» **Data provided**:
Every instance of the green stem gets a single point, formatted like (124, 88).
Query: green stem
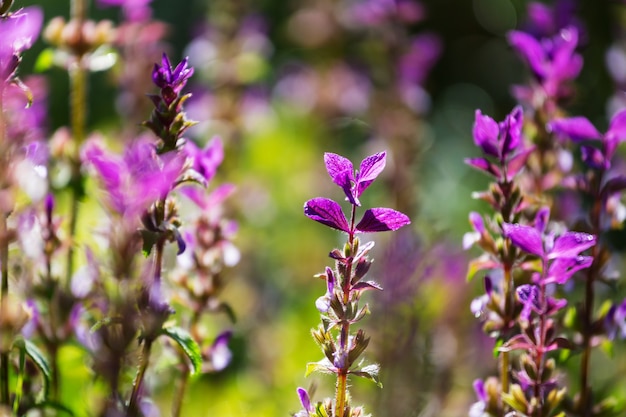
(78, 106)
(133, 409)
(342, 374)
(4, 261)
(180, 391)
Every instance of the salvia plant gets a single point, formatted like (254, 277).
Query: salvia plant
(544, 303)
(339, 306)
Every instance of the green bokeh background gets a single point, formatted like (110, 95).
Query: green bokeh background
(278, 167)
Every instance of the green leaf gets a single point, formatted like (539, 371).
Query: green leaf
(33, 352)
(149, 240)
(369, 372)
(45, 60)
(187, 344)
(324, 366)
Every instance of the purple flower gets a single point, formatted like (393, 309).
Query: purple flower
(615, 321)
(206, 161)
(553, 61)
(219, 353)
(354, 183)
(165, 76)
(580, 129)
(18, 32)
(134, 10)
(136, 179)
(502, 141)
(561, 254)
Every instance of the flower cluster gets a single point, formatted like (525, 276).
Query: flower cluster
(339, 306)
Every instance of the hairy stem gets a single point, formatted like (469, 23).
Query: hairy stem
(78, 106)
(342, 375)
(133, 405)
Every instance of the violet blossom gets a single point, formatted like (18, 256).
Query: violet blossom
(18, 32)
(579, 129)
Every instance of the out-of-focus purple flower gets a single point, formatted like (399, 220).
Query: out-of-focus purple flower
(580, 129)
(553, 61)
(206, 161)
(414, 66)
(502, 141)
(165, 76)
(136, 179)
(18, 32)
(615, 321)
(134, 10)
(26, 123)
(219, 353)
(376, 12)
(544, 21)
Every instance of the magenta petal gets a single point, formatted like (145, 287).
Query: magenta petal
(304, 399)
(477, 222)
(486, 132)
(571, 244)
(340, 169)
(327, 212)
(483, 165)
(526, 238)
(370, 168)
(367, 285)
(576, 128)
(562, 269)
(381, 219)
(617, 127)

» **Aim of the task**:
Can you repeat each item above word for word, with the picture left out of your answer?

» **Solution to this problem**:
Every instance of the green stem gets a single point, formatted like (124, 88).
Query: green stem
(78, 106)
(133, 409)
(342, 374)
(4, 261)
(180, 391)
Every instance of the salvia plant gets a single point, formatted like (254, 277).
Query: salvia plant
(544, 303)
(339, 306)
Every instance of the green bokeh background gets a single point, formatted like (110, 95).
Query: green bokeh background
(278, 167)
Every instance of the green leaf gets a single point, formatted like (539, 371).
Query: green leaf
(33, 352)
(149, 240)
(369, 372)
(45, 60)
(187, 344)
(324, 366)
Every instance of the purple flower gets a single point, formatted like (393, 309).
Query: purple flower
(615, 321)
(206, 161)
(553, 61)
(219, 353)
(354, 183)
(165, 76)
(580, 129)
(18, 32)
(134, 10)
(136, 179)
(502, 141)
(561, 254)
Every instance of the flower cluster gets a single point, formatted like (525, 276).
Query: flower cluster
(339, 306)
Every instance of the hairy stem gets a single point, formatted like (469, 23).
Query: hairy stem
(78, 106)
(342, 375)
(133, 405)
Every instance of the violet blossom gets a single point, formatted like (18, 256).
Query: violet blossom
(18, 32)
(579, 129)
Every instance of the out-of-focus purple flower gets a single point, formatted like (399, 220).
Query: out-of-focus purple flower
(580, 129)
(553, 61)
(206, 161)
(414, 66)
(502, 141)
(165, 76)
(136, 179)
(18, 32)
(615, 321)
(134, 10)
(26, 123)
(219, 353)
(376, 12)
(544, 21)
Every instance of the magenta petal gets a single point, formatted like (145, 287).
Query: magenta petal
(304, 399)
(477, 222)
(486, 132)
(571, 244)
(340, 169)
(327, 212)
(483, 165)
(526, 238)
(370, 168)
(367, 285)
(576, 128)
(562, 269)
(381, 219)
(617, 127)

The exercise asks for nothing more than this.